> [What needs to be done] Omit every picture while repeating the entries exactly.

> [Task input]
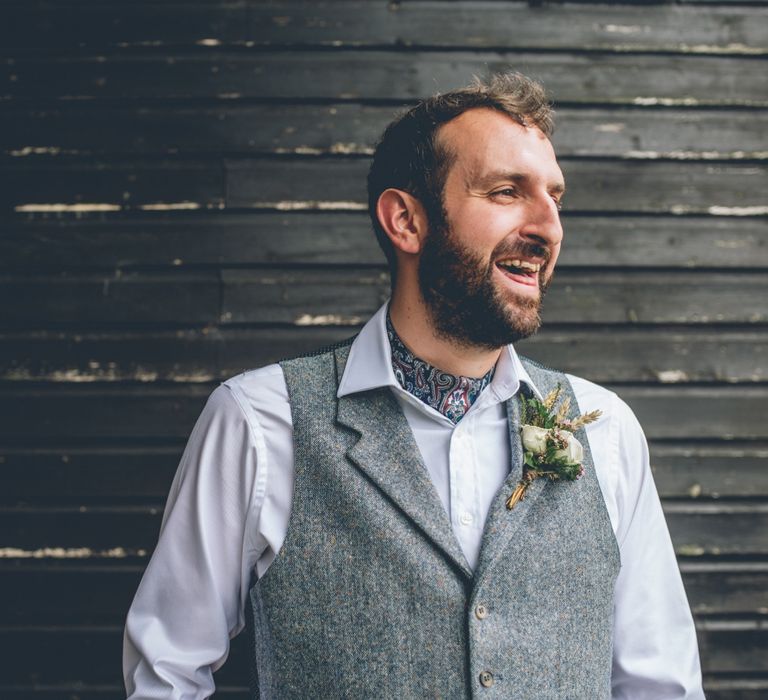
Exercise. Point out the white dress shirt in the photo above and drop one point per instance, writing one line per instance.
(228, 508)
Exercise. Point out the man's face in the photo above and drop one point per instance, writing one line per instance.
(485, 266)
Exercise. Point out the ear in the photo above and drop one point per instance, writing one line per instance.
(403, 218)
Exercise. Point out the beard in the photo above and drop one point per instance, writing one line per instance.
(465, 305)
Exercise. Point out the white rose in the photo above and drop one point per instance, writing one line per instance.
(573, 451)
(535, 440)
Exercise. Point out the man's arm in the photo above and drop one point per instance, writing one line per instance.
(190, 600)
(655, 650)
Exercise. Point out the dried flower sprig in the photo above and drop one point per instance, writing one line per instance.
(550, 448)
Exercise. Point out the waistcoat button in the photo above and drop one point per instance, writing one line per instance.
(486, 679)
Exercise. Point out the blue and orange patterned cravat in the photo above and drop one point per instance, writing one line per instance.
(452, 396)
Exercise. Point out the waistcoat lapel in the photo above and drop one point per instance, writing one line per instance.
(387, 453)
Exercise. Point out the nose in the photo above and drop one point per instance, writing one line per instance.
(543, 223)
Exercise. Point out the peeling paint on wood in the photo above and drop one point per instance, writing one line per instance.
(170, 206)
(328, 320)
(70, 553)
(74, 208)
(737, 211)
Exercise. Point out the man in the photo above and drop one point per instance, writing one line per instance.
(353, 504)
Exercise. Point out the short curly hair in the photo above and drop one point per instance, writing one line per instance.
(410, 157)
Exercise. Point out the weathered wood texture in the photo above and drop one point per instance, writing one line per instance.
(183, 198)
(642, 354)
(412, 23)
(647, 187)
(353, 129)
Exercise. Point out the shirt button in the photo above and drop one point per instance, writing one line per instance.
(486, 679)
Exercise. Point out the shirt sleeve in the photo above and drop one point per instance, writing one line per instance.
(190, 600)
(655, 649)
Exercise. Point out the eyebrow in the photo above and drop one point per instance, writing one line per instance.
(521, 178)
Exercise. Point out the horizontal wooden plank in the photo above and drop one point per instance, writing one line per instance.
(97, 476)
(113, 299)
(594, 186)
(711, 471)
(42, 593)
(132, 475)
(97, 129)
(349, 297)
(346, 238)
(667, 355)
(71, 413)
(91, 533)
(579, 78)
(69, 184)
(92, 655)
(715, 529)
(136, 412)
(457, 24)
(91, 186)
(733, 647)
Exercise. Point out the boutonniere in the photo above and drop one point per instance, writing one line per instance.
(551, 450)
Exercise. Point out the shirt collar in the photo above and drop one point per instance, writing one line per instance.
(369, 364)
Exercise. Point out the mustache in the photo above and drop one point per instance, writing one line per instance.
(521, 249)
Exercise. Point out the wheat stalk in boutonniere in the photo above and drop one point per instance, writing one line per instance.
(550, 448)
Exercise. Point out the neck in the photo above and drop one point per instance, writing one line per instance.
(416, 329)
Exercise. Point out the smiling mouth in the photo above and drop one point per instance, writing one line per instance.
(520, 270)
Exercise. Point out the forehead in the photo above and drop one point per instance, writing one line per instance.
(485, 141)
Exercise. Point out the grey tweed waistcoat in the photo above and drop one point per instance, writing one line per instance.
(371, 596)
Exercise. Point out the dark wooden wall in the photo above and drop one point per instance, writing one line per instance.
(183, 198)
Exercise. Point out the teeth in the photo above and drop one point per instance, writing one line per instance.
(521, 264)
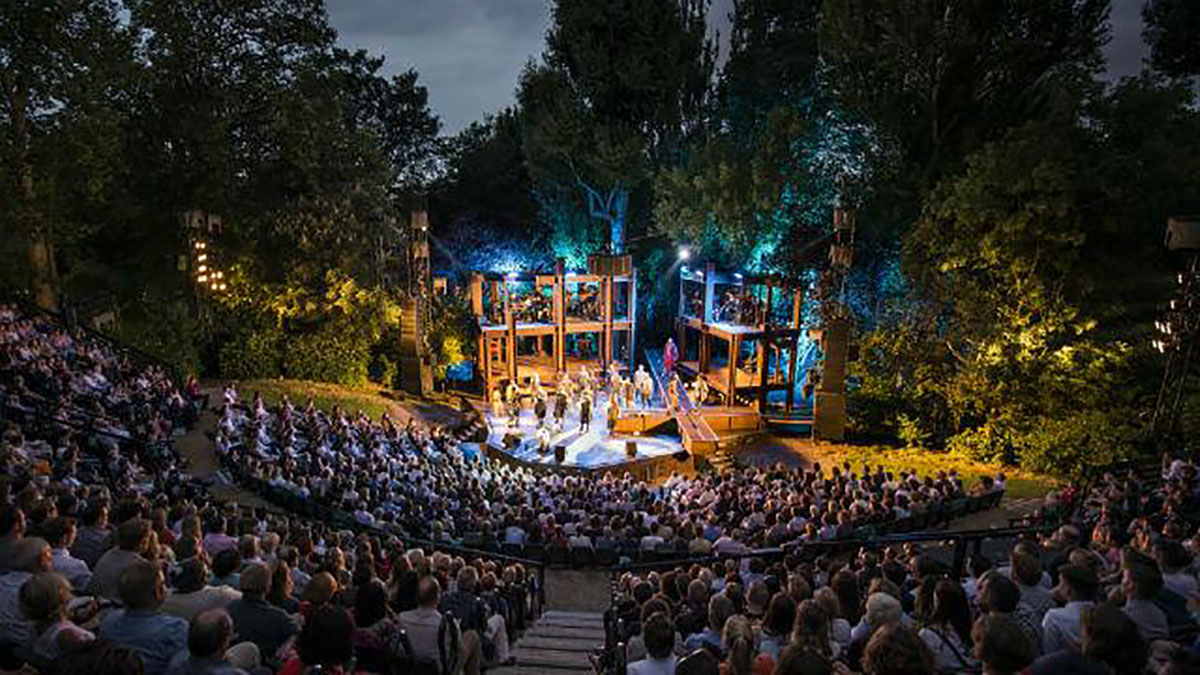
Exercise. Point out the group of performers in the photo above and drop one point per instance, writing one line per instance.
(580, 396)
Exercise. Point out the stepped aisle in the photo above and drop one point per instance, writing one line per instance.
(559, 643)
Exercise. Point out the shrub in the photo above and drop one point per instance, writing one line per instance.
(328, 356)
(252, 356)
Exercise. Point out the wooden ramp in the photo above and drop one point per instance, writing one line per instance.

> [Task answer]
Exercise. Point out the white dress shirt in the photo above and drop one point per instance, writing one line per instance.
(228, 508)
Exercise. Point out the man's face in the photo above and drop one point per instance, writing one line per instance.
(485, 266)
Exercise. Point out the ear in the photo above and drop one point per instance, writing one line per instance.
(403, 218)
Exercise. Point out the beard in the photo above and drop one point per instance, writing one line per instance.
(465, 305)
Exercise. Point out the white rose in the photo above and drop one point per instance, writing one line per instance.
(573, 451)
(535, 440)
Exercise. Point out the man's arm in the photo above and drop one point per instance, writing one line per instance.
(190, 600)
(655, 650)
Exercise. Point out the dried flower sprig in the photo above and drop one point per instance, writing one line per instance.
(550, 448)
Exercise. Point out the waistcoat button in the photo above and drop one point per instance, writing one line per instance.
(486, 679)
Exercise. Point out the blue and orange patterned cravat in the photo above and drop one point per instance, writing one line per instance.
(452, 396)
Exercise. Point out the waistcoat lapel in the photo above and drop one point per instance, writing one line per instance.
(387, 453)
Exercise. Point out the nose in the photo above and drop one point per instance, writing one line per instance.
(543, 223)
Exercise. Point out the peeling paint on wood in the photo above and drop one point per instance, writing one line per instance.
(170, 206)
(328, 320)
(70, 553)
(74, 208)
(737, 211)
Exercise. Point out the man in the photo above and drop one point per instance, writing one line per instance.
(353, 504)
Exercise. Point out the short curly hair in the photo above and drop one point per instance, writing one line per instance.
(410, 157)
Exercise. Point out the weathered wood texture in the photo above and drop one point per instance, writing one line per instance.
(183, 198)
(642, 354)
(412, 23)
(647, 187)
(353, 129)
Exercise. Point out the shirt button in the photo above and drop one point per instance, writing one line per instance.
(486, 679)
Exercise. Point out the shirt sleeve in the photo above and drop one point per instance, writing one line per instance.
(190, 600)
(655, 649)
Exercise. Point out the eyebrow in the photo above and drop one point per instance, writing one line per instance.
(521, 178)
Exercise. Point out the horizontal wooden plank in the photo above and drop one point per instance, writing one line per instance.
(97, 476)
(113, 299)
(594, 186)
(711, 471)
(42, 593)
(132, 475)
(97, 129)
(349, 297)
(346, 238)
(667, 355)
(71, 413)
(91, 533)
(579, 78)
(69, 184)
(92, 655)
(715, 529)
(136, 412)
(457, 24)
(91, 186)
(733, 647)
Exercise. Point out the boutonniere in the photo above and drop one point per instance, writing one line per instance.
(551, 450)
Exercise. Point out the shirt collar in the photo above and drop one point per instance, writing one line per instance.
(369, 364)
Exercise. Point out the mustache in the photo above and drop one point per instance, writing one line per instance.
(521, 249)
Exercise. Point out the wheat stalk in boutonniere in the photo above and drop one point per instance, writing one line per instance.
(550, 448)
Exercise. Point out the neck in the photo above and drop one point per instance, writing one line per instance.
(416, 329)
Exercise. Point out the smiling mouth in the photo above and drop one point per instance, writing one line per instance.
(520, 270)
Exercise. Point out the forehead in the photo above and drop one point per instance, writing one line per instance.
(485, 141)
Exercise. Point out the grey tweed waistcoat in the photo above and drop one point per instance, writing one line per instance.
(371, 596)
Exercise. Point out the dark wooden wall in the photo above and drop one point per instance, writing one line per instance.
(183, 198)
Exercise. Point out the teeth in the photo above and drop one point per instance, writing one line per instance.
(521, 264)
Exercise. Point out the group of performers in the photo above and drop one point per instance, writing one line per instance.
(580, 396)
Exercise. Point out the stepped aisle in the photo above and drop one point per instance, writing one line per instance.
(559, 643)
Exercise. Point out the shrub in the photo above and drop one point per instance, writing one line per instance.
(328, 356)
(252, 356)
Exercise. Point out the wooden ramp in the photo above and drop one point per instance, writing one line per instance.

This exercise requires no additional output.